**Requirement**
Copy all the records exactly, but keep the pictures out of your version.

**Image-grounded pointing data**
§ §

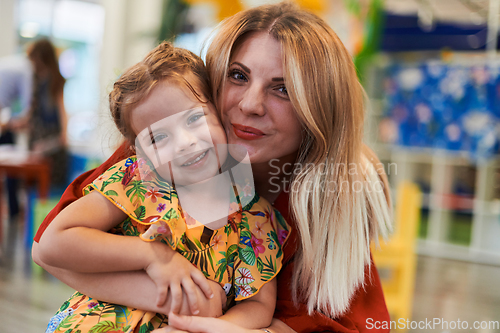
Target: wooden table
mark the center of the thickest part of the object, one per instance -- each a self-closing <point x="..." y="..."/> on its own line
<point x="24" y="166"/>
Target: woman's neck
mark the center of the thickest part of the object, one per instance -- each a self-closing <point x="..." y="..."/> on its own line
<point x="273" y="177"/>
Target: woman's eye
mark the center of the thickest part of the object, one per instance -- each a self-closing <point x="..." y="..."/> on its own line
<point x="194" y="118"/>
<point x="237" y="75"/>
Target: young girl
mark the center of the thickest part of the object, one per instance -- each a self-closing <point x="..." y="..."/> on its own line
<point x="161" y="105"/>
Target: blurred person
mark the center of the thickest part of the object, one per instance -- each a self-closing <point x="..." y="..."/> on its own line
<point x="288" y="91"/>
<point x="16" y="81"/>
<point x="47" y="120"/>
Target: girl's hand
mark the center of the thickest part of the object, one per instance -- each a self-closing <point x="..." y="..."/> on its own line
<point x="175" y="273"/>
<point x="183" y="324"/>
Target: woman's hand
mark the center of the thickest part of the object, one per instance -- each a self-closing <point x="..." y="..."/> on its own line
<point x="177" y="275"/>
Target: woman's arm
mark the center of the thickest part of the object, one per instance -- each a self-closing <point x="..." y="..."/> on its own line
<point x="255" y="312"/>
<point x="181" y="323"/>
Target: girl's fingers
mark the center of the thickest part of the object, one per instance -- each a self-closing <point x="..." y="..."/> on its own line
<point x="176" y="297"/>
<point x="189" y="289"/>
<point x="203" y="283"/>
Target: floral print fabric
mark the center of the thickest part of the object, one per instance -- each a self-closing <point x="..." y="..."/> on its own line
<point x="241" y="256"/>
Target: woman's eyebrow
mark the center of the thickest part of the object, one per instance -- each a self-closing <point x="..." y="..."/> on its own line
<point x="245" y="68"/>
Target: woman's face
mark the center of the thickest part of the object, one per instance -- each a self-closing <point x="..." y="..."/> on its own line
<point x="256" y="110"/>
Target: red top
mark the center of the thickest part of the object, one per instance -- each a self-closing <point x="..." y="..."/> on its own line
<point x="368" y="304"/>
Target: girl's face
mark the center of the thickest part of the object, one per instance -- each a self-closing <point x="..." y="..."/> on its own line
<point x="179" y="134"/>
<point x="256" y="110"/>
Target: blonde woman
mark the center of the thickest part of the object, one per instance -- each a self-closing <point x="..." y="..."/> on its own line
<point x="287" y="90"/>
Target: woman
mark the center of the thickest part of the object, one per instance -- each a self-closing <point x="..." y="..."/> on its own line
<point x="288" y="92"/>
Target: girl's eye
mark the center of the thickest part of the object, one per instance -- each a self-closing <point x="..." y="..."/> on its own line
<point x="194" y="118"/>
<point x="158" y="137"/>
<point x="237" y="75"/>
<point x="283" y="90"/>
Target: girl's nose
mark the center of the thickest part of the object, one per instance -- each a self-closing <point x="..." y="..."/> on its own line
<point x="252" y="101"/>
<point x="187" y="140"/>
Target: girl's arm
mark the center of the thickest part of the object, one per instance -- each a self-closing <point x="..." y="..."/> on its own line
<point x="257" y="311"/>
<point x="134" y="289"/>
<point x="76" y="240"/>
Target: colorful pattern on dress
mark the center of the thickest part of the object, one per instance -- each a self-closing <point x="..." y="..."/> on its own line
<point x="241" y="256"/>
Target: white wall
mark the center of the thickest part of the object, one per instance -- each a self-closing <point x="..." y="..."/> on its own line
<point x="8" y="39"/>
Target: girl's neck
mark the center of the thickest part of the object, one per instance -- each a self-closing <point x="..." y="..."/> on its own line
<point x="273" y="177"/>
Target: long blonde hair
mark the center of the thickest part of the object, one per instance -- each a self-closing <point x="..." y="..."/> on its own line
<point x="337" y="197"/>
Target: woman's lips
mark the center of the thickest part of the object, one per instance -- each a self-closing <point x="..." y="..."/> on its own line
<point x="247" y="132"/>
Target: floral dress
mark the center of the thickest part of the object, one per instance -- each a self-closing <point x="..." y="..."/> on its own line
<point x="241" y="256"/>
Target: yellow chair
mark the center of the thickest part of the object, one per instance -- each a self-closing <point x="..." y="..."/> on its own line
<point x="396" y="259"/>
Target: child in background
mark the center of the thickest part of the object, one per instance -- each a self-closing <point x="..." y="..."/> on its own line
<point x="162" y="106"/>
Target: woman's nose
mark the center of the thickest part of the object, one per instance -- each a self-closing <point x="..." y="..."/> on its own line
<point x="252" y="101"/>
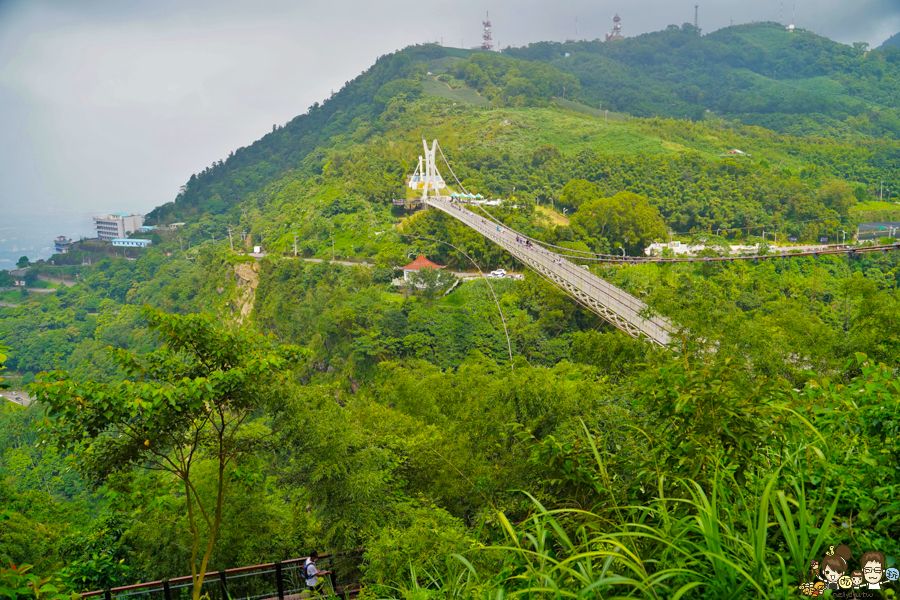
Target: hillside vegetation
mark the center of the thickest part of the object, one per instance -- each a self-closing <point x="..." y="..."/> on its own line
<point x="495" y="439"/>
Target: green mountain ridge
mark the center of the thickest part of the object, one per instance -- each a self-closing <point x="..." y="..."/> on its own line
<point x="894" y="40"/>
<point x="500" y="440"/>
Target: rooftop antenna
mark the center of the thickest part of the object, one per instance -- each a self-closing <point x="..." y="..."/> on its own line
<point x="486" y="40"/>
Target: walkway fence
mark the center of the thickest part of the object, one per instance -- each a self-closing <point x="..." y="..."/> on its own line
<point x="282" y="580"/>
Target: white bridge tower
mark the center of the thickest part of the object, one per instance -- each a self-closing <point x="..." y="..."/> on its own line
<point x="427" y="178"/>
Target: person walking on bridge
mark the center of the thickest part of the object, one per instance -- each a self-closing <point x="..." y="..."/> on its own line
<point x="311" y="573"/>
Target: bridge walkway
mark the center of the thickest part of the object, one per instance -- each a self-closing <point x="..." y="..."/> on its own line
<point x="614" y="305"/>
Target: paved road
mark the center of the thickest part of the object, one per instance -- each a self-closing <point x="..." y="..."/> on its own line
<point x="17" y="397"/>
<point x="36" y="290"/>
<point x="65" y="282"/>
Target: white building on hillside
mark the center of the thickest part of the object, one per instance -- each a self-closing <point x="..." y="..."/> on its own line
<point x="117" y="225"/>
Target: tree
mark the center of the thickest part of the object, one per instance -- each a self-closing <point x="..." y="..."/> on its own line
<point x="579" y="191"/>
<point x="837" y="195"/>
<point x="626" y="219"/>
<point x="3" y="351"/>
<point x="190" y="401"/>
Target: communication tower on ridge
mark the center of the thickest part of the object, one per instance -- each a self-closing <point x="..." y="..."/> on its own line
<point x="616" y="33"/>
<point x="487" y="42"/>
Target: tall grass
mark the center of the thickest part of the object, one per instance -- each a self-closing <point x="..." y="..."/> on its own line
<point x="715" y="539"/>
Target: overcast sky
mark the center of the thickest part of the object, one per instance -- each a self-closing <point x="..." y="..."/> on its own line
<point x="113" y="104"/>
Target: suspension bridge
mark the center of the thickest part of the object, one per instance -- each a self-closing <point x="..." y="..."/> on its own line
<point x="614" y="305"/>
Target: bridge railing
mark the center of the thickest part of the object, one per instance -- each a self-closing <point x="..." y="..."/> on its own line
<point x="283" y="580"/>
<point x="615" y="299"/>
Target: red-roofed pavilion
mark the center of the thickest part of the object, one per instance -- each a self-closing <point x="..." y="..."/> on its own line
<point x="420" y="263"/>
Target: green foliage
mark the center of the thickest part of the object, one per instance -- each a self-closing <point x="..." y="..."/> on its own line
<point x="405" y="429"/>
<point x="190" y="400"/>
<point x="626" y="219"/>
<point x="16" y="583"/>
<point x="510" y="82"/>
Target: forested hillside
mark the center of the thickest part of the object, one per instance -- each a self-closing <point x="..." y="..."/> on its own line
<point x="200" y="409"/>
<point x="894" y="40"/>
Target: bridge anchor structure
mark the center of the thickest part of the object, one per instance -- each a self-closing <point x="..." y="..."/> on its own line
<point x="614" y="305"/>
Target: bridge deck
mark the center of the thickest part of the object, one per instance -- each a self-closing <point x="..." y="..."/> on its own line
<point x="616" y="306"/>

§ §

**Task solution**
Target: wooden table
mark the center of the thickest part of the object, one per instance -- each a self-closing <point x="..." y="..."/> on its own line
<point x="24" y="166"/>
Target: woman's neck
mark the center of the thickest part of the object, one per instance -- each a self-closing <point x="..." y="..."/> on its own line
<point x="273" y="177"/>
Target: woman's eye
mark the center of the thickest part of the object, one per instance -- each a self-closing <point x="..." y="..."/> on its own line
<point x="194" y="118"/>
<point x="237" y="75"/>
Target: young girl
mark the center of the thickest part of the object, one per instance -- each a self-closing <point x="..." y="..."/> on its own line
<point x="161" y="105"/>
Target: blurred person
mark the center of the thickest part of the object, one per instance -- each a self-closing <point x="..." y="..."/> on its own line
<point x="288" y="91"/>
<point x="16" y="81"/>
<point x="47" y="120"/>
Target: girl's hand
mark the center of the thickest part of the object, one per instance -- each a self-closing <point x="..." y="..."/> on its own line
<point x="175" y="273"/>
<point x="183" y="324"/>
Target: woman's hand
mark the center of the thickest part of the object, one per instance -- each a self-closing <point x="..." y="..."/> on its own line
<point x="177" y="275"/>
Target: woman's arm
mark the center of the thickest part of the object, one per instance -- each a self-closing <point x="..." y="..."/> on its own line
<point x="255" y="312"/>
<point x="181" y="323"/>
Target: girl's fingers
mark the center of the thickest part of the object, one per instance -- each a self-closing <point x="..." y="..."/> on its own line
<point x="176" y="297"/>
<point x="189" y="289"/>
<point x="203" y="283"/>
Target: floral print fabric
mark the center of the thickest part of the object, one per instance -- each a self-closing <point x="..." y="..."/> on its own line
<point x="241" y="256"/>
Target: woman's eyebrow
mark the center of the thickest part of the object, one per instance -- each a self-closing <point x="..." y="..."/> on its own line
<point x="245" y="68"/>
Target: woman's face
mark the center of the thickest part of the object, one per instance -- each a self-closing <point x="..." y="..."/> on its own line
<point x="256" y="110"/>
Target: red top
mark the center of the thickest part of the object, one per instance -- each a self-closing <point x="..." y="..."/> on its own line
<point x="368" y="304"/>
Target: girl's face
mark the center of the thickest part of the object, one per instance -- each a self-closing <point x="..." y="..."/> on its own line
<point x="179" y="134"/>
<point x="256" y="110"/>
Target: blonde woman
mark the center of the thickest part of the object, one per instance -- each a self-closing <point x="..." y="..."/> on its own line
<point x="287" y="90"/>
Target: woman
mark the center of the thickest part of the object, one per instance -- each a self-closing <point x="..." y="..."/> on its own line
<point x="288" y="92"/>
Target: girl's eye
mark the center of the thickest part of the object, one per instance -- each a self-closing <point x="..." y="..."/> on its own line
<point x="194" y="118"/>
<point x="158" y="137"/>
<point x="237" y="75"/>
<point x="283" y="90"/>
Target: girl's nose
mark the center of the thickest part of the object, one per instance -- each a self-closing <point x="..." y="..."/> on its own line
<point x="252" y="101"/>
<point x="187" y="140"/>
Target: girl's arm
mark the center of the thickest part of the object, one per instance -- each a self-closing <point x="..." y="..."/> on its own line
<point x="257" y="311"/>
<point x="134" y="289"/>
<point x="76" y="240"/>
Target: colorful pattern on dress
mark the center of the thickest part of the object, one per instance -- each a self-closing <point x="..." y="..."/> on its own line
<point x="241" y="256"/>
Target: white wall
mark the center of the thickest part of the object, one per instance -- each a self-closing <point x="..." y="..."/> on its own line
<point x="8" y="39"/>
Target: girl's neck
mark the center of the thickest part of the object, one per instance -- each a self-closing <point x="..." y="..."/> on its own line
<point x="273" y="177"/>
Target: long blonde hair
mark the center of the thickest part of the object, one per instance -- each a self-closing <point x="..." y="..."/> on its own line
<point x="337" y="197"/>
Target: woman's lips
mark the center of the thickest part of the object, one per instance -- each a self-closing <point x="..." y="..."/> on its own line
<point x="247" y="132"/>
Target: floral dress
mark the center of the thickest part of the object, one per instance -- each a self-closing <point x="..." y="..."/> on its own line
<point x="241" y="256"/>
Target: yellow chair
mark the center of the thickest part of the object, one per instance -- each a self-closing <point x="..." y="..."/> on its own line
<point x="396" y="259"/>
Target: child in background
mark the center of the thickest part of the object, one per instance -- each a self-closing <point x="..." y="..."/> on its own line
<point x="162" y="106"/>
Target: woman's nose
mark the center of the thickest part of the object, one per instance -- each a self-closing <point x="..." y="..."/> on its own line
<point x="252" y="101"/>
Target: hillside vegetation
mark the center of the thickest part of the object, one per instance -- each a self-closing <point x="..." y="..."/> on its own line
<point x="495" y="439"/>
Target: green mountain ridge
mark the center of the thickest part of the object, one per instance -- each a self-closing <point x="..." y="..."/> on its own line
<point x="894" y="40"/>
<point x="500" y="440"/>
Target: rooftop antenna
mark the center of the thickest part of the object, one per instance -- each a self-closing <point x="..." y="..."/> on its own line
<point x="486" y="40"/>
Target: walkway fence
mark the center of the thickest part of the object, one per instance -- each a self-closing <point x="..." y="..."/> on its own line
<point x="282" y="580"/>
Target: white bridge tower
mark the center of the thickest part of the object, one per instance -- each a self-closing <point x="..." y="..."/> on its own line
<point x="427" y="178"/>
Target: person walking on bridge
mark the center of the thickest part of the object, one per instance -- each a self-closing <point x="..." y="..."/> on its own line
<point x="311" y="573"/>
Target: bridge walkway
mark the center of the thickest part of the object, one per instance -- each a self-closing <point x="..." y="..."/> on its own line
<point x="614" y="305"/>
Target: paved road
mark the center of the thickest part of the object, one per instance -- each a self-closing <point x="..." y="..."/> on its own line
<point x="17" y="397"/>
<point x="36" y="290"/>
<point x="65" y="282"/>
Target: white building on hillside
mark the center of the thickest part of the object, one per instance -- each a self-closing <point x="..." y="..."/> on its own line
<point x="117" y="225"/>
Target: tree
mark the center of the thickest part of the object, one per instance -- each a self-closing <point x="..." y="..."/> on its own line
<point x="579" y="191"/>
<point x="837" y="195"/>
<point x="626" y="219"/>
<point x="3" y="351"/>
<point x="190" y="401"/>
Target: communication tower on ridge
mark the center of the thickest part of the object, one per instance -- each a self-closing <point x="..." y="..."/> on its own line
<point x="616" y="33"/>
<point x="487" y="42"/>
Target: tall grass
mark the center of the thickest part of the object, one per instance -- each a self-closing <point x="..." y="..."/> on its own line
<point x="715" y="539"/>
Target: overcast sky
mark the center of the thickest part of the object, one per instance -- each a self-closing <point x="..." y="..."/> on its own line
<point x="113" y="104"/>
Target: suspension bridge
mark the center of the thickest part of the object, one per instance -- each a self-closing <point x="..." y="..."/> on its own line
<point x="614" y="305"/>
Target: bridge railing
mark the center of the thickest part of the object, one per instance -- each a self-closing <point x="..." y="..."/> on its own line
<point x="283" y="580"/>
<point x="615" y="299"/>
Target: red-roofed pavilion
mark the center of the thickest part of the object, one per instance -- each a self-closing <point x="..." y="..."/> on its own line
<point x="420" y="263"/>
Target: green foliage
mark the center of the thickest part of the object, one per instance -- each a self-closing <point x="..." y="..."/> on its own line
<point x="405" y="429"/>
<point x="190" y="400"/>
<point x="626" y="219"/>
<point x="16" y="583"/>
<point x="510" y="82"/>
Target: forested hillside
mark the center of the thickest part of the object, one per instance -- each a self-closing <point x="..." y="..."/> on its own line
<point x="200" y="409"/>
<point x="894" y="40"/>
Target: bridge anchor structure
mark the center of the thickest part of the object, one per instance -- each a self-closing <point x="..." y="..."/> on its own line
<point x="614" y="305"/>
Target: bridge deck
mark the center of the thickest part of the object, one per instance -- each a self-closing <point x="..." y="..."/> on its own line
<point x="616" y="306"/>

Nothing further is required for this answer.